# start of TEXT TO READ

But the concept does give the professors something to talk about. and talk about. and talk about. and talk..
In case it is not clear
that 2034 “payable” benefit is 120% greater (real value) than the year 2000 benefit, which is about when Rosser explained his equation to Bruce and others.
In other words, it has NOT “gotten worse.”
It simply makes no sense to say, as one might infer from Arne, that the payable benefit is always going to be 120% of the current benefit, however far along we have come since “current” was when the prediction was made.
The 2034 payable benefit IS about 75% of the scheduled benefit, just like we have been saying since 2000. but it is ALSO 120% of the 2000 “current” benefit, just like we have been saying since 2000.
It is unreasonable to expect that you can keep saying the 2034 benefit will be 120% of the “current” benefit while “current” changes from 2000 to 2001 to 2002… to 2012… to 2033.
Sorry to be beating this in, but it didn’t look to me like it was very clear to some people.
The graphic shows 2012 dollars and not 2000 dollars.
And the numbers are worse not just because Time’s Arrow is moving us closer to the cliff but because changes in actual economic performance and in projections going forward have brought the cliff closer. it is not just apples and oranges but different apples and different oranges. But the increase in real benefit due to tying scheduled to real wage continues to operate.
And as to 1935 vs 2000 vs 2030 well I wouldn’t want to return to 1935 plumbing, on the other hand I don’t expect 2030 food to be that much more of an improvement in quantity or quality or even ease of preparation. And maybe it is just a failure in imagination but I don’t see ever thinner TVs and ever more megapixel cameras as any improvement, not to mention that real prices for most of that stuff continues to drop. I suppose there is a future where I envy the kids their self-driving cars and weekends on the Sands Casino Space Station because I am scraping along on my only 120% better than 2012 SS check. but that won’t put me in the same relative position as some guy aspiring to have a Two-Holer some day back on the farm in 1935.
Hopefully I will never allow myself to lose total focus on wants vs needs
Bruce
i don’t think I was assuming 2000 prices when i noted that by 2012 prices, 2034 was still 20% better than 2000.
As for the rest of that 2012 is indeed closer to 2033 than 2000 was to 2040, and the difference between 2012’s real benefit (in any “constant dollars”) and 2034’s projected real benefit is not going to be as great as the difference between 2000’s real benefit (in any “constant dollars”) and 2034’s projected real benefit.
I was mostly replying to Arne who seemed (seemed) surprised by this.
Meanwhile I am not so sure you can predict with any confidence the difference between wants and needs twenty years in the future, much less over the infinite horizon, which is the way the Big Liars want us to think.
And, as I tried to say, while you CAN get by today with an outhouse, it isn’t “preference” which will make it harder today than it was in 1935. It is the law and the lack of available “holes.”
Hell, I think I even said it won’t be the price of chicken that determines what you “can” live on in 2080 or so, but changes in what is even possible in the economy of that year.

# end of TEXT TO READ
# start of DATASET CONTENT

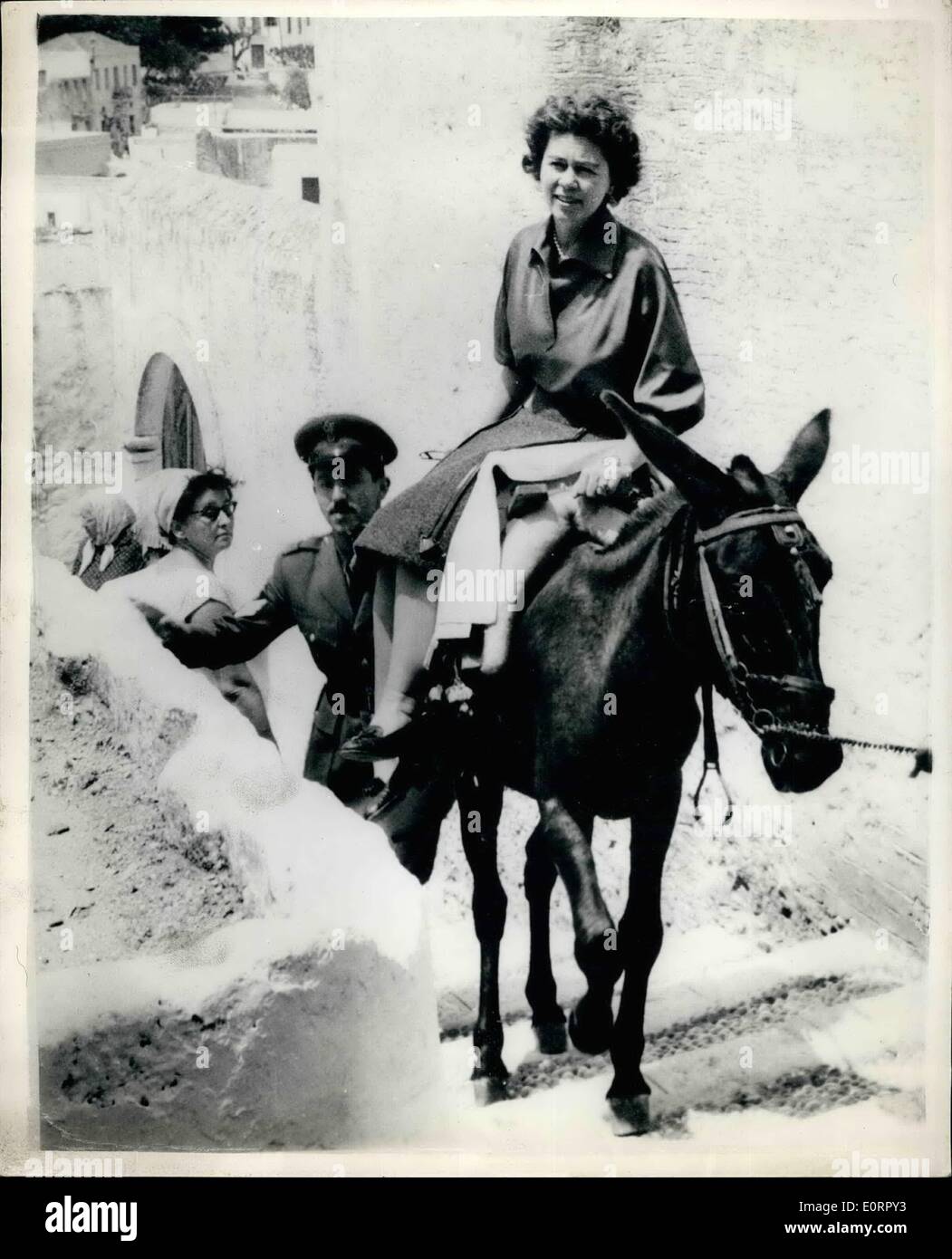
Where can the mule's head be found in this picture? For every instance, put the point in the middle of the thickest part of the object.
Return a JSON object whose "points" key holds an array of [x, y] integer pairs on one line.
{"points": [[761, 588]]}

# end of DATASET CONTENT

» CHALLENGES
#1 In the discussion of payable benefits, about what percentage of the scheduled benefit is the 2034 payable benefit?
#2 Copy the discussion of payable benefits word for word, from "Hopefully I will" up to and including "better than 2000.".

» EXERCISE RESULTS
#1 About 75%

#2
Hopefully I will never allow myself to lose total focus on wants vs needs
Bruce
i don’t think I was assuming 2000 prices when i noted that by 2012 prices, 2034 was still 20% better than 2000.